→ EXERCISE: What follows is a set of records; repeat all of them exactly.

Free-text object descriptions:
BEGIN

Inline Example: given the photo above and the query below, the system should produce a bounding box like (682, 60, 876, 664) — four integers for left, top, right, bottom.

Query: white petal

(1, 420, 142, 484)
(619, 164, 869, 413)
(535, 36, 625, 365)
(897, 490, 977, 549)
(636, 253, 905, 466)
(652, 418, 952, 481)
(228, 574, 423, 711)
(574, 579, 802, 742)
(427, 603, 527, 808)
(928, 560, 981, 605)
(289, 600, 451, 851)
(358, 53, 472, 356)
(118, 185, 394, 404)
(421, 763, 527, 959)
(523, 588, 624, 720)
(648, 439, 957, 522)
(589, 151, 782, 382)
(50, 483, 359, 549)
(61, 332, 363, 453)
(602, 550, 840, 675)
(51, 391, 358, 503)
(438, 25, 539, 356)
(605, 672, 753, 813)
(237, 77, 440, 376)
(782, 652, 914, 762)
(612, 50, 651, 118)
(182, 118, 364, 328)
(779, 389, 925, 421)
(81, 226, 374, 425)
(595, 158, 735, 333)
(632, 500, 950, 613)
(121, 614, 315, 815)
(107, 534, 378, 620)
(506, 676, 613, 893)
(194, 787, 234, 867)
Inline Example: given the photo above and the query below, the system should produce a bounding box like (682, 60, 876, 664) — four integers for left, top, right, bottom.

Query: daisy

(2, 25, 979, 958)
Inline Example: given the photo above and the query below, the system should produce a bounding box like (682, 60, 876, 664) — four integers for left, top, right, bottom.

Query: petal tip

END

→ RESULT FOR THIS EXERCISE:
Inline Example: given the photo above and the query below, the system should produce a bounding box like (682, 60, 876, 664) — four integers for left, top, right, bottom.

Query: white petal

(1, 420, 142, 484)
(619, 164, 869, 413)
(535, 36, 625, 365)
(897, 490, 977, 549)
(636, 253, 905, 466)
(652, 418, 952, 481)
(228, 574, 423, 711)
(574, 579, 802, 742)
(427, 603, 527, 808)
(928, 560, 981, 605)
(289, 600, 451, 851)
(358, 53, 472, 356)
(118, 185, 394, 404)
(421, 763, 527, 959)
(523, 588, 624, 720)
(648, 439, 957, 522)
(589, 151, 782, 382)
(50, 483, 359, 549)
(61, 332, 363, 453)
(602, 550, 840, 675)
(51, 391, 358, 503)
(438, 25, 539, 356)
(605, 672, 753, 813)
(237, 77, 440, 376)
(782, 652, 914, 762)
(612, 50, 651, 118)
(182, 118, 364, 328)
(779, 389, 925, 421)
(81, 226, 374, 425)
(595, 158, 735, 333)
(632, 500, 950, 613)
(121, 614, 315, 815)
(107, 534, 378, 620)
(506, 676, 613, 893)
(194, 787, 234, 867)
Inline Example: given the photo above and the query below, the system should produce a bounding box like (682, 60, 876, 664) — four integers for left, top, right, bottom.

Query: daisy

(2, 25, 979, 958)
Inline Example: given the photo above and the query below, the system should produce a bounding box like (682, 60, 876, 664) — four integers for left, top, right, bottom.

Query: petal tip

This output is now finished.